— Start Records supplied —

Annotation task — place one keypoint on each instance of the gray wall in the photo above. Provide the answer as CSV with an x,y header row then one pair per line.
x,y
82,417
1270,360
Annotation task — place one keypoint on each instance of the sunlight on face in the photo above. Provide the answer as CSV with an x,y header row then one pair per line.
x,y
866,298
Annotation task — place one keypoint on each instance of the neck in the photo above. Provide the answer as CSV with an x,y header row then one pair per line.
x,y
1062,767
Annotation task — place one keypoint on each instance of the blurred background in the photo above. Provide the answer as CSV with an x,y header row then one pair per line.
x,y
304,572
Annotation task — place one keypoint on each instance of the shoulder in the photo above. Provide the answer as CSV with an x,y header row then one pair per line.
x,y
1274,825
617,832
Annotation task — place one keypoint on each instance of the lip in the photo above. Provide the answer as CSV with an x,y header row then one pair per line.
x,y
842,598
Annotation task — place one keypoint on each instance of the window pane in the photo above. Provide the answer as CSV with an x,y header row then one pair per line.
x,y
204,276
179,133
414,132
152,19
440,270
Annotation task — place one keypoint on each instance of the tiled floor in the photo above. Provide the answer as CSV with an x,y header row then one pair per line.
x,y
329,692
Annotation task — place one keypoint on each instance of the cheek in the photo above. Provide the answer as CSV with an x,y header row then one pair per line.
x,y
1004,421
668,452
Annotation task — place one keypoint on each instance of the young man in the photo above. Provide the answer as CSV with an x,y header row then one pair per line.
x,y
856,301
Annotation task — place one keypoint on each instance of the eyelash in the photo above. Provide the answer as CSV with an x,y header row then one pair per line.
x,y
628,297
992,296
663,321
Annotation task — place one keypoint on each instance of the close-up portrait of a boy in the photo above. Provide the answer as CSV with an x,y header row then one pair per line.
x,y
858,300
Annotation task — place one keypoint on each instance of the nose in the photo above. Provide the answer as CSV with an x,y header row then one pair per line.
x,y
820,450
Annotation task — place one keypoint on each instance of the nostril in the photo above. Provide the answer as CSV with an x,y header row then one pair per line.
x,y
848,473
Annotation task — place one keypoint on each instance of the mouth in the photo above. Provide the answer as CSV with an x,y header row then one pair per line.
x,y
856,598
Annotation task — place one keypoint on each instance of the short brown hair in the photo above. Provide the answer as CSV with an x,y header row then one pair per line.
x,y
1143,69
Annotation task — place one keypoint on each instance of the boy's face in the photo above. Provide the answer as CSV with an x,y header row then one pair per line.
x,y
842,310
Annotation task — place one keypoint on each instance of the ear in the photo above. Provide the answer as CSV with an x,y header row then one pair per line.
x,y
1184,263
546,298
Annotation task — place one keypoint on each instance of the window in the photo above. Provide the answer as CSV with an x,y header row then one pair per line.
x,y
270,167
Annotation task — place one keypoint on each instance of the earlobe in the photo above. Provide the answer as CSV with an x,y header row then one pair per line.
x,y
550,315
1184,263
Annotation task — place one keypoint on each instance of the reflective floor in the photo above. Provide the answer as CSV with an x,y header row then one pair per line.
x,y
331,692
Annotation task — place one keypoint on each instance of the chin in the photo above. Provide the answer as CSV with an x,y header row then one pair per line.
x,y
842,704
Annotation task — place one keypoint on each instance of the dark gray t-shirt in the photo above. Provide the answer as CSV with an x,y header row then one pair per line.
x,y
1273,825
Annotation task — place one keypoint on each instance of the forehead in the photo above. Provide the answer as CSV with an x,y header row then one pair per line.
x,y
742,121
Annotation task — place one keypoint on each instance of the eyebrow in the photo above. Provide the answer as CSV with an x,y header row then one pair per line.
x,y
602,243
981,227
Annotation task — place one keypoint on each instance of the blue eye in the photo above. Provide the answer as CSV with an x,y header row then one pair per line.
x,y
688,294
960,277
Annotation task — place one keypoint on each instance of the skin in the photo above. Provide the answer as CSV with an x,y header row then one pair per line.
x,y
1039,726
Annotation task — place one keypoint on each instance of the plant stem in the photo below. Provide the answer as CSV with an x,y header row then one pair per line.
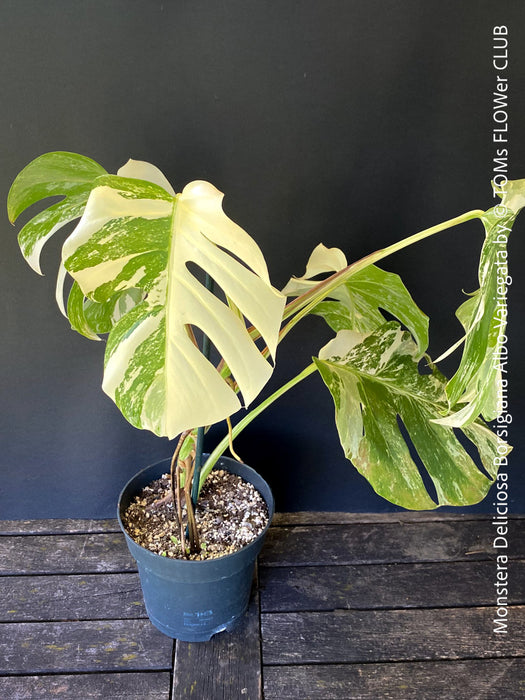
x,y
303,304
221,447
200,431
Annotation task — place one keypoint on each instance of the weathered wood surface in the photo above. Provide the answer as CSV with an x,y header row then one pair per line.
x,y
356,636
403,516
492,679
361,606
89,597
55,526
74,647
65,554
226,667
109,686
383,543
436,584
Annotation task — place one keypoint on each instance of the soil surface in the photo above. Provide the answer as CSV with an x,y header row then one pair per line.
x,y
230,514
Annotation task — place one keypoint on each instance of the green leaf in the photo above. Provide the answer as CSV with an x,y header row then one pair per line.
x,y
135,233
53,174
91,318
472,390
358,300
374,381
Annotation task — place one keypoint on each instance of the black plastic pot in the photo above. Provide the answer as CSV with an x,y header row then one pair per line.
x,y
193,600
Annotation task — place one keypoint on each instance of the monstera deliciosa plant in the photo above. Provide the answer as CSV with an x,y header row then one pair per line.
x,y
165,275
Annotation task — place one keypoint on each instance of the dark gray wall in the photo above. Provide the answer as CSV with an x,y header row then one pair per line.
x,y
351,123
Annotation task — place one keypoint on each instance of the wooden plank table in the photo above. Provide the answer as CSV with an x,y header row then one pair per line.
x,y
395,606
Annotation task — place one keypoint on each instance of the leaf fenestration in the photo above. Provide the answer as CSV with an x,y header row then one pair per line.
x,y
374,379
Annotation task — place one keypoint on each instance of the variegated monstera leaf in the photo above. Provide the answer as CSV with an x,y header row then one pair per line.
x,y
356,303
374,379
131,256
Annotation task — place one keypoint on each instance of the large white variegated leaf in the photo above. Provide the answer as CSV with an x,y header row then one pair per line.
x,y
473,388
374,381
358,301
136,234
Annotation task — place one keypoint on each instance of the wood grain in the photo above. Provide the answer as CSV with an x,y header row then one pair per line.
x,y
383,543
492,679
36,648
89,597
103,686
355,636
437,584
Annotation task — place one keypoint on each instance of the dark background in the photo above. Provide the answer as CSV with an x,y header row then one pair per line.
x,y
350,123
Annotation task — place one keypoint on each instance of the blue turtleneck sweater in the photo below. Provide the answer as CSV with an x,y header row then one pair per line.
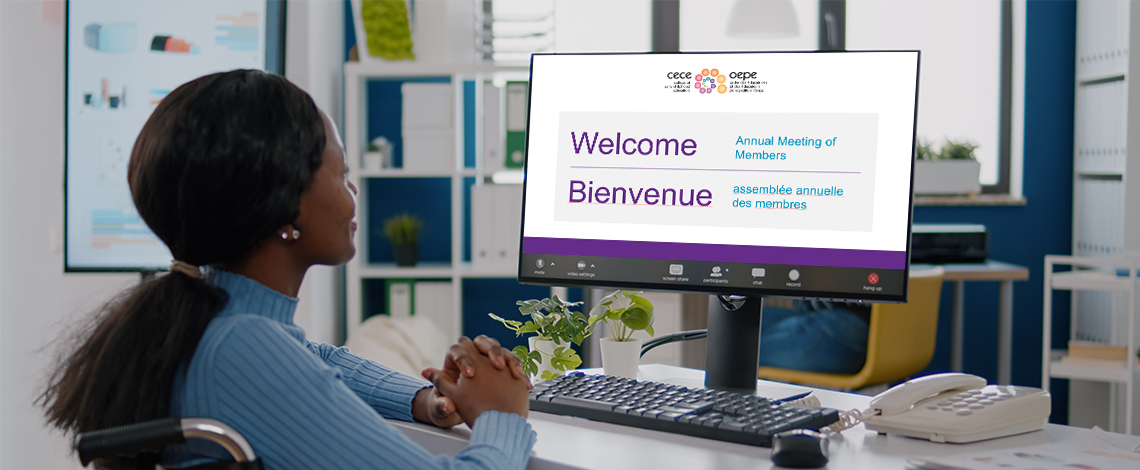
x,y
307,405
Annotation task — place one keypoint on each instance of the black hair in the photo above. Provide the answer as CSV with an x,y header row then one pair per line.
x,y
218,168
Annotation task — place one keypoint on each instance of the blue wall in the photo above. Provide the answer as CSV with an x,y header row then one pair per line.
x,y
1024,235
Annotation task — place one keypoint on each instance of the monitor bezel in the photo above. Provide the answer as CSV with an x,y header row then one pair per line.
x,y
866,298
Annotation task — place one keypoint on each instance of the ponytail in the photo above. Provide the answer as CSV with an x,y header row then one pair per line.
x,y
217,169
123,367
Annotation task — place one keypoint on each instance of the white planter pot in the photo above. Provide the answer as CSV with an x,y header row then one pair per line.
x,y
546,347
620,358
946,177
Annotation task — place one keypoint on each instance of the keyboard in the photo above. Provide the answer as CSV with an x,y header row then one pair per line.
x,y
708,413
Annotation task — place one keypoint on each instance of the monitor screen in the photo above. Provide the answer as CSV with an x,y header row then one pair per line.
x,y
756,173
122,58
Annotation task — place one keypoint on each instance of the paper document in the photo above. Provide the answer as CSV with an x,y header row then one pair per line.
x,y
1094,450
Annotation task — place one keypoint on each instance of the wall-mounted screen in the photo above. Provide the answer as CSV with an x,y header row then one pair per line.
x,y
123,57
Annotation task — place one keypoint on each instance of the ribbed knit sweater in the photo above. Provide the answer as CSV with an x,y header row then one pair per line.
x,y
307,405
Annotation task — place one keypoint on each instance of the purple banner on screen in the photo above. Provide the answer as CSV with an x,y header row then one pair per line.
x,y
874,259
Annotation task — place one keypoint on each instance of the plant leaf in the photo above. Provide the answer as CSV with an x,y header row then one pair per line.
x,y
635,318
566,359
616,314
528,362
644,304
510,323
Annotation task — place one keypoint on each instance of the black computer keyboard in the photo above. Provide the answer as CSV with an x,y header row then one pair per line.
x,y
707,413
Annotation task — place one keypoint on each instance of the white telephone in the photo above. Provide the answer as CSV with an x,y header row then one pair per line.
x,y
955,407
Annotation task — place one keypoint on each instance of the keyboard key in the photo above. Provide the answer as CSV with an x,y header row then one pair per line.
x,y
592,404
697,406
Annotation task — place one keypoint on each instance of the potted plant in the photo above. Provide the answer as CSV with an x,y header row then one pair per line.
x,y
952,170
402,232
554,326
624,313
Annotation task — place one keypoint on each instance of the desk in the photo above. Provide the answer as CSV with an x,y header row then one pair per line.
x,y
990,270
572,443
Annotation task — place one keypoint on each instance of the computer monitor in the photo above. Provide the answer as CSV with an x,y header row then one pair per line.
x,y
746,173
123,57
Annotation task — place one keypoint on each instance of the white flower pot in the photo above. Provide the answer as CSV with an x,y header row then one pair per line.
x,y
942,177
546,347
620,358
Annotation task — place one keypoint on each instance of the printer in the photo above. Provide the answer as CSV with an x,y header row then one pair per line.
x,y
946,243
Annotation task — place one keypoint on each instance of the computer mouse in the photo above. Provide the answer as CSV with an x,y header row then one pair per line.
x,y
799,448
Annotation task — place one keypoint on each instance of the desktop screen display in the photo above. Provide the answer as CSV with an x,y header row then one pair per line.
x,y
760,173
123,57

— End Records supplied —

§ Task to complete: Render the records from the line containing "the computer mouse" through the end as a numbered list, one line per item, with any blank lines dropped.

§ Task solution:
1. Annotation task — place one keypoint on each instance of the computer mouse in the photo above. Provide the answer as CSV with an x,y header row then one pair per line.
2. x,y
3. 799,448
4. Annotation task — place one keypoint on each instance of the desktop screen display in the photo above. Provide the answer as CSV with an x,y header row then one pair per line.
5. x,y
6. 760,173
7. 123,57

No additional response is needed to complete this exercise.